Data to examine:
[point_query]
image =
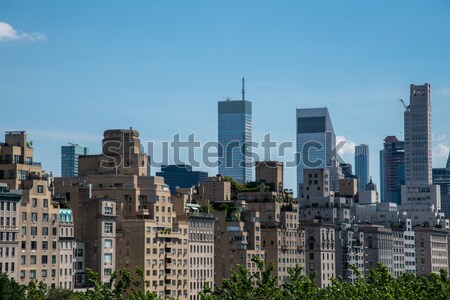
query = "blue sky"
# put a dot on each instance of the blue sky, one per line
(70, 70)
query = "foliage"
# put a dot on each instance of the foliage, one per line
(123, 285)
(377, 284)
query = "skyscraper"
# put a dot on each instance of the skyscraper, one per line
(392, 169)
(316, 142)
(69, 159)
(419, 198)
(362, 165)
(418, 136)
(181, 176)
(235, 137)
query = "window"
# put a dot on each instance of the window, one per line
(108, 227)
(23, 175)
(79, 253)
(108, 257)
(108, 243)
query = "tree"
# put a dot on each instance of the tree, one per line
(10, 289)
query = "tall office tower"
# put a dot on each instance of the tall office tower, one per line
(420, 198)
(347, 170)
(316, 142)
(181, 176)
(362, 165)
(235, 137)
(69, 159)
(392, 169)
(418, 136)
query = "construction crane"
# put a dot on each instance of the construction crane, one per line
(403, 103)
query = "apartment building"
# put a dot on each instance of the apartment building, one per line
(237, 240)
(320, 250)
(66, 248)
(431, 250)
(378, 241)
(138, 225)
(9, 231)
(38, 218)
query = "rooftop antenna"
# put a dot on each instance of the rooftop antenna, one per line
(243, 88)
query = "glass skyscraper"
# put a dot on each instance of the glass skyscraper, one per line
(235, 137)
(69, 159)
(181, 176)
(392, 169)
(362, 165)
(316, 142)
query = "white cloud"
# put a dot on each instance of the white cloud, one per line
(348, 148)
(8, 33)
(440, 155)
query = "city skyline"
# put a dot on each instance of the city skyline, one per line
(46, 68)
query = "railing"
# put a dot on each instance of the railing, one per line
(19, 162)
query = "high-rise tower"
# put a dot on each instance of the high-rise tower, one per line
(418, 136)
(362, 165)
(235, 137)
(316, 142)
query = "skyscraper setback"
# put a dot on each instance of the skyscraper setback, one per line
(235, 137)
(362, 165)
(316, 143)
(69, 159)
(392, 169)
(418, 136)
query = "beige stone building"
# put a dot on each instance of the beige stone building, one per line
(431, 250)
(320, 250)
(378, 241)
(39, 215)
(237, 240)
(201, 242)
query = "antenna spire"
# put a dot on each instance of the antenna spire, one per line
(243, 88)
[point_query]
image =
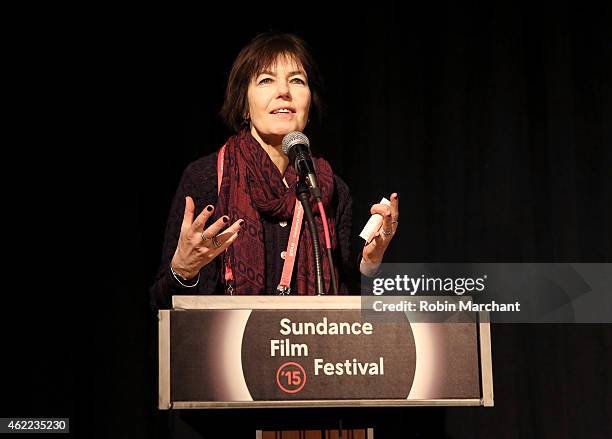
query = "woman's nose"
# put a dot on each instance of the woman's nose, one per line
(283, 88)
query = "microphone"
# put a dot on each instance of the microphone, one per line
(297, 147)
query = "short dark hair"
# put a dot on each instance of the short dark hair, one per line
(257, 56)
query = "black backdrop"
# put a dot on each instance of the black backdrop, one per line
(492, 121)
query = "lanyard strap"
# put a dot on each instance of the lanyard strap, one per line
(284, 287)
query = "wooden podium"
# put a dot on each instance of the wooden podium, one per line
(221, 352)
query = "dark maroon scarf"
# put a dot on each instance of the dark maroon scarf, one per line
(251, 186)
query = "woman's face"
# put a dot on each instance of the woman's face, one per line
(279, 100)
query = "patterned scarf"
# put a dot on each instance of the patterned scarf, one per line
(253, 186)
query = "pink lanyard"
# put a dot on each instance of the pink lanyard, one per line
(284, 287)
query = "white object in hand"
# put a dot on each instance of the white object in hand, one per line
(374, 223)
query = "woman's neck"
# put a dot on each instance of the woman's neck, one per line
(273, 146)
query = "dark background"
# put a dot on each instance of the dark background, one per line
(492, 120)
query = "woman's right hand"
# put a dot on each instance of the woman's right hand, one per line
(198, 246)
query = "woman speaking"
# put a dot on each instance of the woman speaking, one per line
(231, 219)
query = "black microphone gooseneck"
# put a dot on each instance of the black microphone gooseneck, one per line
(303, 194)
(297, 147)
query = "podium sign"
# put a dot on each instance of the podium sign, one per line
(218, 351)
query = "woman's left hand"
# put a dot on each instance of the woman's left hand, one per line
(374, 251)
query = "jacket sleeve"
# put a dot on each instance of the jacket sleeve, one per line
(350, 244)
(198, 181)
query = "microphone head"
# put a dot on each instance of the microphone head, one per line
(294, 138)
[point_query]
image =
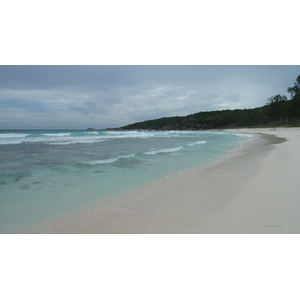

Brief: Print the records above verbatim, pictures excluded.

Answer section:
[point_query]
image =
query = "blue sky"
# put a dot on each instance of the blue sky, one per line
(70, 70)
query = "foliage"
# put a dot on each instance of the foliage, one per line
(123, 285)
(377, 284)
query = "skyscraper"
# put a dot on each instance of the skyscraper, one per line
(392, 169)
(316, 142)
(69, 159)
(419, 198)
(362, 165)
(418, 136)
(181, 176)
(235, 137)
query = "window"
# put a dot on each instance of the window, one per line
(108, 227)
(23, 175)
(79, 253)
(108, 257)
(108, 243)
query = "tree"
# put a dot on each instance of the tree, one per line
(10, 289)
query = "tall office tower"
# put a dot on each instance of the tall office tower, one per line
(420, 198)
(347, 170)
(316, 142)
(181, 176)
(362, 165)
(235, 137)
(69, 159)
(392, 169)
(418, 136)
query = "construction crane"
# put a dot on each instance of the construction crane, one per line
(403, 103)
query = "apartment building"
# put a dot on each instance of the apartment building, one per line
(237, 240)
(320, 250)
(66, 248)
(431, 250)
(378, 241)
(138, 225)
(9, 231)
(38, 218)
query = "rooftop antenna"
# put a dot on each instance of the rooftop antenna, one per line
(243, 88)
query = "glass skyscraper"
# put a dot on each instance of the glass skyscraper, one per line
(235, 137)
(69, 159)
(181, 176)
(392, 169)
(362, 165)
(316, 142)
query = "white cloud"
# put a dot on each instance of the white cloud, one per line
(348, 148)
(8, 33)
(440, 155)
query = "city skyline"
# put a dot on each instance of the city skyline, one per line
(46, 68)
query = "railing"
# put a dot on each instance of the railing, one per line
(19, 162)
query = "high-rise tower"
# put a dot on each instance of the high-rise tower, one per line
(418, 136)
(362, 165)
(235, 137)
(316, 142)
query = "skyscraper setback"
# put a dot on each instance of the skyscraper setback, one per line
(235, 137)
(362, 165)
(316, 143)
(69, 159)
(392, 169)
(418, 136)
query = "beige stone building"
# put a dot on each instance of the beige stone building, one per line
(431, 250)
(320, 250)
(378, 241)
(39, 215)
(237, 240)
(201, 242)
query = "antenna spire"
# put a dot on each instance of the antenna spire, one per line
(243, 88)
[point_query]
image =
query = "woman's nose"
# put a dot on each instance of the woman's nose, one per line
(283, 88)
query = "microphone"
# put a dot on each instance of the microphone, one per line
(297, 147)
query = "short dark hair"
# put a dot on each instance of the short dark hair, one per line
(257, 56)
query = "black backdrop"
# put a dot on each instance of the black backdrop, one per line
(492, 121)
query = "lanyard strap"
# put a dot on each instance of the lanyard strap, one per line
(284, 287)
query = "wooden podium"
# put a dot on each instance of the wooden podium, one per line
(221, 352)
query = "dark maroon scarf"
# put a dot on each instance of the dark maroon scarf, one per line
(251, 186)
query = "woman's face"
# put a dot on each instance of the woman's face, one per line
(279, 100)
query = "patterned scarf"
# put a dot on each instance of the patterned scarf, one per line
(253, 186)
query = "pink lanyard"
# put a dot on each instance of the pink lanyard, one per line
(284, 287)
query = "white object in hand"
# put a dot on each instance of the white object in hand, one per line
(374, 223)
query = "woman's neck"
# put a dot on each instance of the woman's neck, one per line
(273, 146)
query = "dark background"
# put a dot on each instance of the dark background, one per line
(492, 120)
query = "woman's right hand"
# put a dot on each instance of the woman's right hand, one per line
(198, 246)
query = "woman speaking"
# put a dot on each instance of the woman speaking, one per line
(231, 219)
query = "black microphone gooseneck"
# put a dot on each instance of the black microphone gooseneck, one per line
(303, 194)
(297, 147)
query = "podium sign"
# put a dot on each instance of the podium sign, one per line
(218, 351)
query = "woman's left hand"
# put a dot on each instance of the woman's left hand, one per line
(374, 251)
query = "jacket sleeve"
# put a dot on each instance of the jacket sleeve, one per line
(350, 244)
(198, 181)
query = "microphone head"
# put a dot on each instance of the microphone head, one per line
(294, 138)
[point_query]
image =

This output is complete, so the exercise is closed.